■ **PROBLEM REQUIREMENTS**:
Each line starting at the one that contains "formatted like [657,692]." and ending at the one that contains "formatted like [554,1105]." must be returned exactly, and the rest of the listing is left out.

^^^^^^^^^^^^^^^^

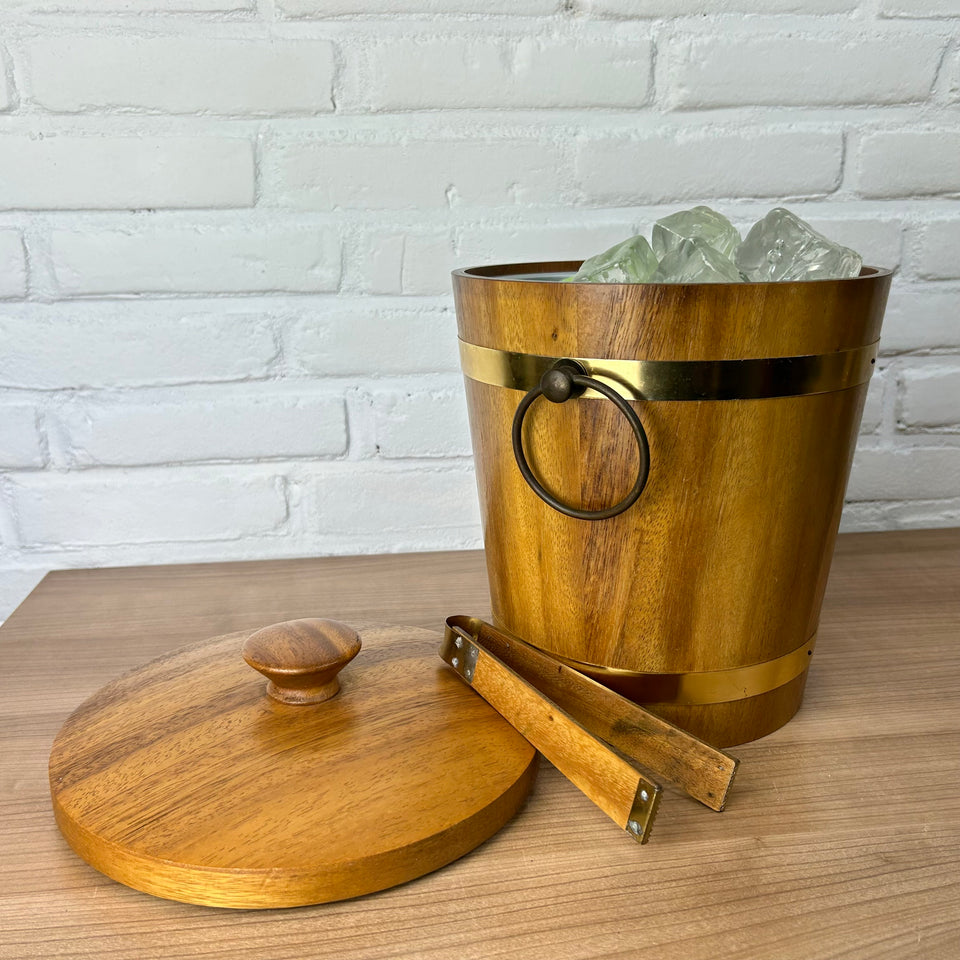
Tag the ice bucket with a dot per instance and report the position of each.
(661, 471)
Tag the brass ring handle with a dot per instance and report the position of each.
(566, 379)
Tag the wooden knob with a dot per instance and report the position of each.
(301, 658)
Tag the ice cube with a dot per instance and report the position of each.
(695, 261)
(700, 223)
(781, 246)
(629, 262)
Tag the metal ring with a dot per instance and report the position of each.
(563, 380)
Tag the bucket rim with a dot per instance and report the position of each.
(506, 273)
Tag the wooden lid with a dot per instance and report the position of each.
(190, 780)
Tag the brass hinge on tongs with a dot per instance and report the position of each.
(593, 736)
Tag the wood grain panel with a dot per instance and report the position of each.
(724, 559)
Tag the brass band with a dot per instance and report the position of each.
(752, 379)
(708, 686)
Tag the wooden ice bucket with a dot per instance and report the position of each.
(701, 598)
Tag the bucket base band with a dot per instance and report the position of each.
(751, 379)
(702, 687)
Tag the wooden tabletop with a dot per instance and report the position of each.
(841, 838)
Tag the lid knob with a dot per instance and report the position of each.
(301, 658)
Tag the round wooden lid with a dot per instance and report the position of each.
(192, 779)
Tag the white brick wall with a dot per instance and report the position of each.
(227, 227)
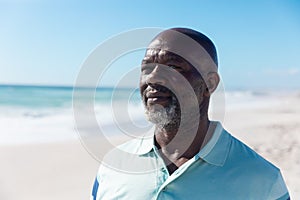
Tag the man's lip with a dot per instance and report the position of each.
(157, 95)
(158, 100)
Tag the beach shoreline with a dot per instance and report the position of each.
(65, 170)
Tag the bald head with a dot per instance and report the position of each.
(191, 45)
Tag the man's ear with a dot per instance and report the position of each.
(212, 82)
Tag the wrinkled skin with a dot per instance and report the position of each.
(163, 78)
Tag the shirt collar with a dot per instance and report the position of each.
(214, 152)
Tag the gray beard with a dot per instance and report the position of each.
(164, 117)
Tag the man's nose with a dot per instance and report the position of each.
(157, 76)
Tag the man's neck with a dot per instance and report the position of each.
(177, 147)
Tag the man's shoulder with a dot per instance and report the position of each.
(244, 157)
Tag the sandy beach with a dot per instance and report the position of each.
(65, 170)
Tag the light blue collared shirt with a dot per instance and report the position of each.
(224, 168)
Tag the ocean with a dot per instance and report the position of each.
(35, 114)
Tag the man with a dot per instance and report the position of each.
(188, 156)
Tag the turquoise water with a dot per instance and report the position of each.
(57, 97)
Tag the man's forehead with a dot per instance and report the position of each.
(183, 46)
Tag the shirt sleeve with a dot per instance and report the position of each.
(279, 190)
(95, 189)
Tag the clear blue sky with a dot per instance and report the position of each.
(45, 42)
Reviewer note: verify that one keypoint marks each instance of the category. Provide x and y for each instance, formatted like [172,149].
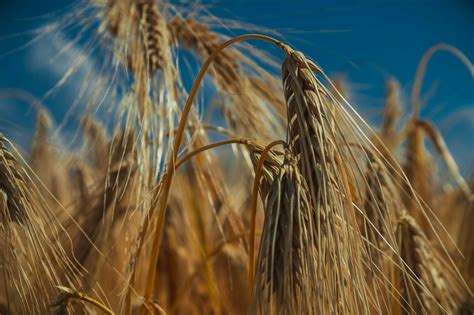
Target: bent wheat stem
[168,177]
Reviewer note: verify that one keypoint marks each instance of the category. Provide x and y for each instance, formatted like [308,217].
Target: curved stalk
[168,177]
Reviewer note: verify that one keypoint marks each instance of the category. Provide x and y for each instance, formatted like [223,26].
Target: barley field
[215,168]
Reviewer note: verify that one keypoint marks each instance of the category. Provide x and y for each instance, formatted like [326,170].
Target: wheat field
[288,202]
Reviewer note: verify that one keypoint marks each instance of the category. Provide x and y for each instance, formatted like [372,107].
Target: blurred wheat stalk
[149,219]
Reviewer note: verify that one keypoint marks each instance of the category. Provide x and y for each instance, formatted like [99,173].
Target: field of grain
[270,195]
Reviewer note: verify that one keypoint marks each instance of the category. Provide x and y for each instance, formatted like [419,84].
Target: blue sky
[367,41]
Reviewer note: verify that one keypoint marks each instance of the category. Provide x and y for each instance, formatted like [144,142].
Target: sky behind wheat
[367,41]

^^^^^^^^^^^^^^^^

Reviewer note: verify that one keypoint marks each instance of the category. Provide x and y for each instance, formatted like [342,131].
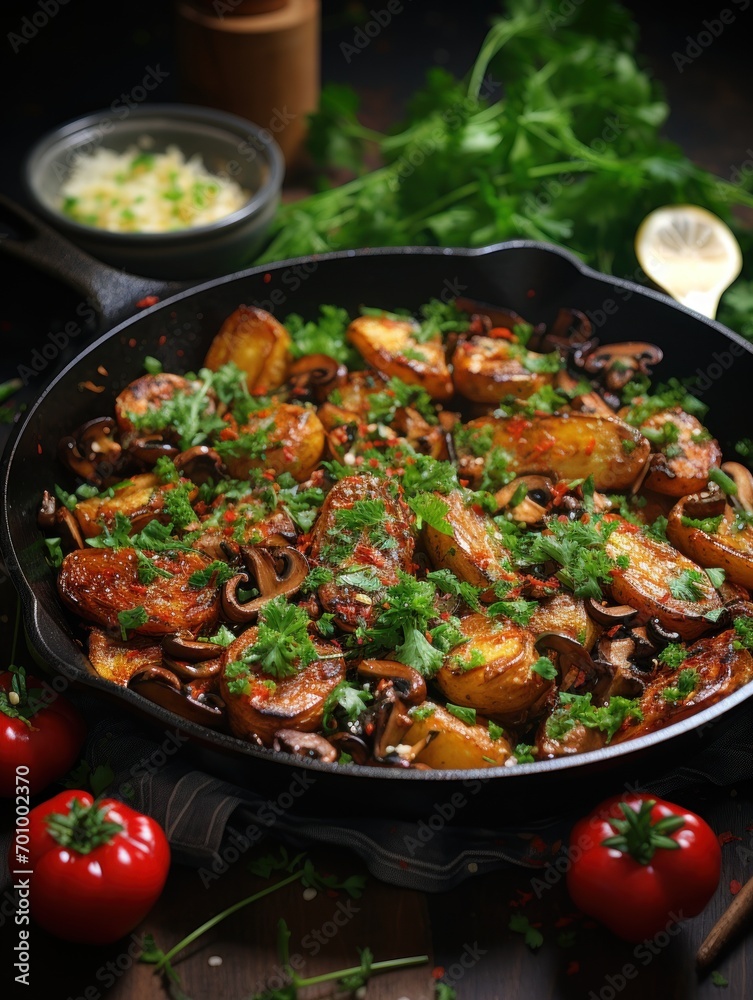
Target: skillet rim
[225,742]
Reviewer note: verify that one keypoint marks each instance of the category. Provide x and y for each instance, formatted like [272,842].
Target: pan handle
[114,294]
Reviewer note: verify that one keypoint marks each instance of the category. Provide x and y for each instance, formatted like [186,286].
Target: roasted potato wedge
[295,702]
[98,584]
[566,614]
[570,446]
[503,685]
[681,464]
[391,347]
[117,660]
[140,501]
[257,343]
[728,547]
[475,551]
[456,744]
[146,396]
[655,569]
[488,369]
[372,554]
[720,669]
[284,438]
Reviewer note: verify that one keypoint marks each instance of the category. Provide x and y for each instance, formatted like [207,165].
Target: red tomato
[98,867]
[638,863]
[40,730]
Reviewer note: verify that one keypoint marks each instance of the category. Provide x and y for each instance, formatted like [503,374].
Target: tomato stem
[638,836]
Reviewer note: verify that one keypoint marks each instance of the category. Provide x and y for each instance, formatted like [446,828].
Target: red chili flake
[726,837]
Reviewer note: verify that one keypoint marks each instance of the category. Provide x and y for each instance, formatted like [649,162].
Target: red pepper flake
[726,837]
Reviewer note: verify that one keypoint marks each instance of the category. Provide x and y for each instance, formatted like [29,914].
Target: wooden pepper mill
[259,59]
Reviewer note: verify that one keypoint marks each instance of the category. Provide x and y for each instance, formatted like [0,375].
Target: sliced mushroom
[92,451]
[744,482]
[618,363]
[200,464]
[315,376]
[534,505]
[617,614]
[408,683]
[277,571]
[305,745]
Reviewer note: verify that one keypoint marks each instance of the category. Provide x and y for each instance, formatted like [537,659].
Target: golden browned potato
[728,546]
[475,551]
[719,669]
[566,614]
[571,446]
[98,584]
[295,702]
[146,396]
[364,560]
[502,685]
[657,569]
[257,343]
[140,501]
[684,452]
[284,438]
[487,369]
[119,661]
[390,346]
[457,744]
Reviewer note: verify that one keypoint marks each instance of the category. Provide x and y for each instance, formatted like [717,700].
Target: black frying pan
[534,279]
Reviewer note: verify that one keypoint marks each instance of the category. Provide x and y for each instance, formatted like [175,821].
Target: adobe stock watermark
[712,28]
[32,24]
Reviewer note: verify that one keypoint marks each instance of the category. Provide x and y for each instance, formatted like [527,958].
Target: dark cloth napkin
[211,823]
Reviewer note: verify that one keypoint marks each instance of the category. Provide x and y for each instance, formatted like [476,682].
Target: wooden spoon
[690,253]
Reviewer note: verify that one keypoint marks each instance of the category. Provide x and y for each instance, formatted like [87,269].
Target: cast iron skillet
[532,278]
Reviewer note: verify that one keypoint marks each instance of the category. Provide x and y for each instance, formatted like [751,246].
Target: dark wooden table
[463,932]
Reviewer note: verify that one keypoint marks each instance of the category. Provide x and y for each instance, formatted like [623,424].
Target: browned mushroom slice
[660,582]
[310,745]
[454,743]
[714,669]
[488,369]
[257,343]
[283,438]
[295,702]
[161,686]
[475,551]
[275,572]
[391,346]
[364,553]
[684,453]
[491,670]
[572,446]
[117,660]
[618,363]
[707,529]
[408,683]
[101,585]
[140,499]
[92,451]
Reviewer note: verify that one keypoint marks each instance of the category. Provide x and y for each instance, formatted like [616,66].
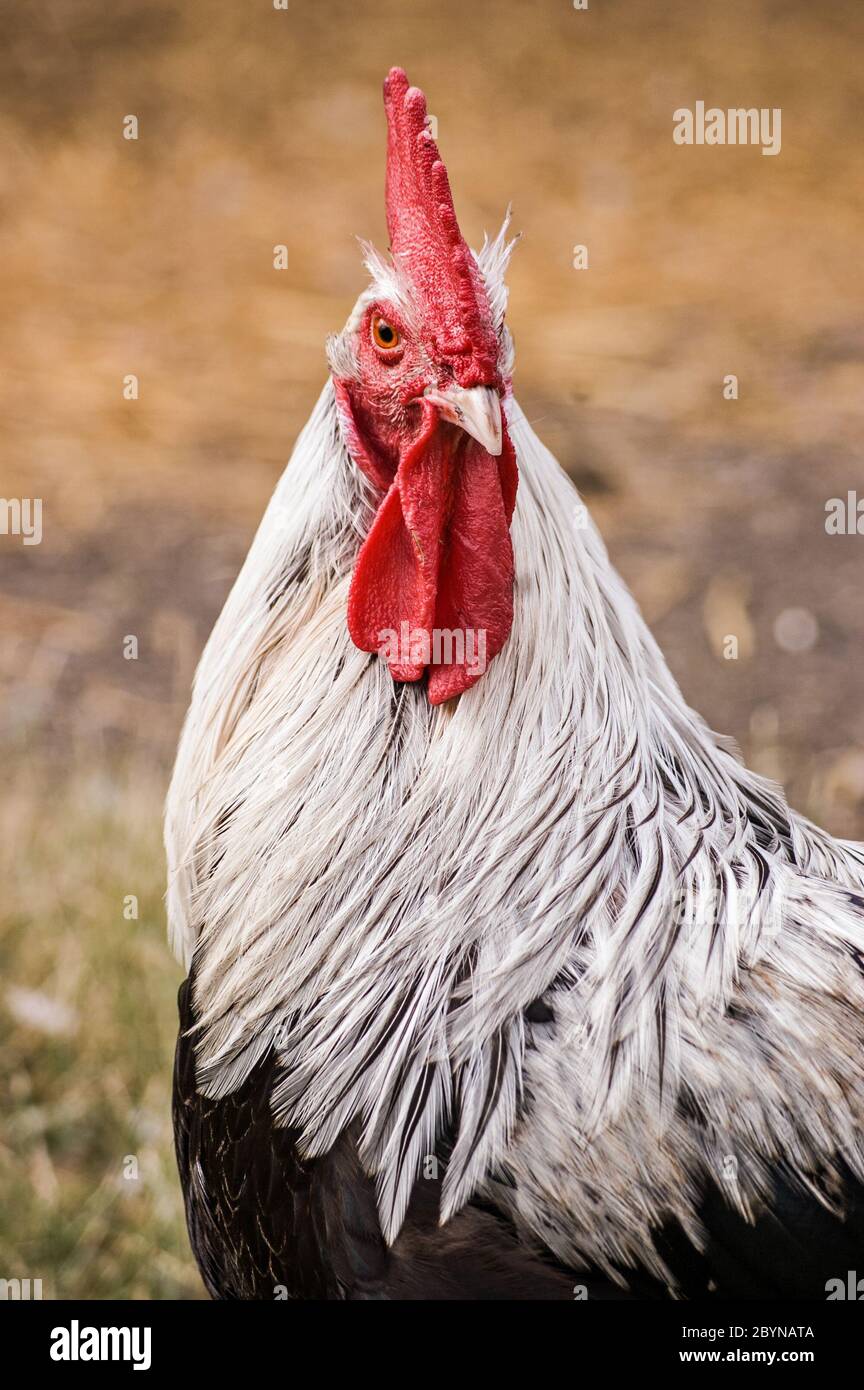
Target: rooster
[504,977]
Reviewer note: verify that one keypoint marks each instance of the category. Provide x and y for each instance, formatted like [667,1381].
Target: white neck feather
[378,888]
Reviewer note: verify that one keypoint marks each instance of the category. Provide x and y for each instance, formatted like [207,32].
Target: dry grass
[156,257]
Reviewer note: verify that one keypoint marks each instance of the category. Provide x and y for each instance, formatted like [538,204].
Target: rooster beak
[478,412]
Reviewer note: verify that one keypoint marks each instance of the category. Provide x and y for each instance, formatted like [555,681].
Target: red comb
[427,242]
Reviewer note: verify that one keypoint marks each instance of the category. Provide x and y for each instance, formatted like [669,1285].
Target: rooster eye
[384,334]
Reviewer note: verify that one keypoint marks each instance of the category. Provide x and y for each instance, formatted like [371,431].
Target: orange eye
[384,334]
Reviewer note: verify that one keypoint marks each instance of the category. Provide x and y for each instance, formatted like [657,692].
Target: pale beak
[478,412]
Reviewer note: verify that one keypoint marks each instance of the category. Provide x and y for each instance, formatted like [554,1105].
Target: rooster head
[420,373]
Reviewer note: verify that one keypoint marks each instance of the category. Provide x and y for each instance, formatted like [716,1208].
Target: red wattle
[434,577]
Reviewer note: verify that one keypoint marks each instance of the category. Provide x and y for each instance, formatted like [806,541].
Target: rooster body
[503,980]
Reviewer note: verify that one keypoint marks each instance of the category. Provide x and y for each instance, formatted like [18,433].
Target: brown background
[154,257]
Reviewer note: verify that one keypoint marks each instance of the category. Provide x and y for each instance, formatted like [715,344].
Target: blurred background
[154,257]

^^^^^^^^^^^^^^^^

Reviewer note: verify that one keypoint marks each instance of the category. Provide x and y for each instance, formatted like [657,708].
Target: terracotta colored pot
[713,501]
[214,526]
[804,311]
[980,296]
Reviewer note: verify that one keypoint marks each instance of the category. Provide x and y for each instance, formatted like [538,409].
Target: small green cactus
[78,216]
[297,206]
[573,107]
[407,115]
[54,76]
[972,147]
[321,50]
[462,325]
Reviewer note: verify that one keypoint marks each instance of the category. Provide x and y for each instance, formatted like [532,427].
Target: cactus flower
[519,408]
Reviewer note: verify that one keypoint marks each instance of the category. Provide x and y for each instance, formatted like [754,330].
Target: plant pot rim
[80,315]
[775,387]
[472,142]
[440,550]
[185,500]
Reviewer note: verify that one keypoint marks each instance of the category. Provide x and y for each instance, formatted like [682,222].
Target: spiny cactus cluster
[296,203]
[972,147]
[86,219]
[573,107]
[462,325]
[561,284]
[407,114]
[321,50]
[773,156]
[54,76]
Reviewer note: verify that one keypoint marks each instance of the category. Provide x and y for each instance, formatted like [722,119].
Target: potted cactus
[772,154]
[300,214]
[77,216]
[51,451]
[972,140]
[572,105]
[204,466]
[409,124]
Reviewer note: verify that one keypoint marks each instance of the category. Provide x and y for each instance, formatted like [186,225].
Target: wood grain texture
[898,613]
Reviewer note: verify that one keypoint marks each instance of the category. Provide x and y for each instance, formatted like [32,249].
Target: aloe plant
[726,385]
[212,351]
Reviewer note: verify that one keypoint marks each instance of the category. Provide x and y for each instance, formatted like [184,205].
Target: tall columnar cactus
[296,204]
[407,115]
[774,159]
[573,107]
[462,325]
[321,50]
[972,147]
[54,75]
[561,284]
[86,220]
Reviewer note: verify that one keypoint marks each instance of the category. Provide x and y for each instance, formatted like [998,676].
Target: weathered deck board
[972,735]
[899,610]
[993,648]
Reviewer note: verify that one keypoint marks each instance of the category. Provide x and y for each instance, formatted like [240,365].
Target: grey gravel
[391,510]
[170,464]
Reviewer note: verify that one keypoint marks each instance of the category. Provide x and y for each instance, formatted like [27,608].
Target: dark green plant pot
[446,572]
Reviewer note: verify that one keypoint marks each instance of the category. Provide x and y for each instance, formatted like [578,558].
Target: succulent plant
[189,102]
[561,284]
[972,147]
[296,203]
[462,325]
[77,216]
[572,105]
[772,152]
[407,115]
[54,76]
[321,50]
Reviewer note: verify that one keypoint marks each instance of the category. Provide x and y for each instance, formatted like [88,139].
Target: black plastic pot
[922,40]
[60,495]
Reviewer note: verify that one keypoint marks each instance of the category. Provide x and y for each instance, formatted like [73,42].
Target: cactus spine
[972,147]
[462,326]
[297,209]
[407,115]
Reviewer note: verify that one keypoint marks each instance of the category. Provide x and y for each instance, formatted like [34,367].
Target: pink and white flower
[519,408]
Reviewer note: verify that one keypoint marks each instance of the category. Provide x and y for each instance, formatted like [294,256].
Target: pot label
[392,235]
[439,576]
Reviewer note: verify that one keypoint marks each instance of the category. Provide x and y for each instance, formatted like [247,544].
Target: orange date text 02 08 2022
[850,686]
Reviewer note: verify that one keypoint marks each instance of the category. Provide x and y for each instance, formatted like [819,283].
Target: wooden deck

^^^^^^^^^^^^^^^^

■ **WRITTEN ANSWER**:
Reviewer note: verify that one keypoint marks each instance of the category. Provide x and y for each instance, formatted like [657,692].
Target: pale beak
[478,412]
Reviewer note: verify that one keypoint marks each instance of the category. Provide x and y for each instance, formatted like [554,1105].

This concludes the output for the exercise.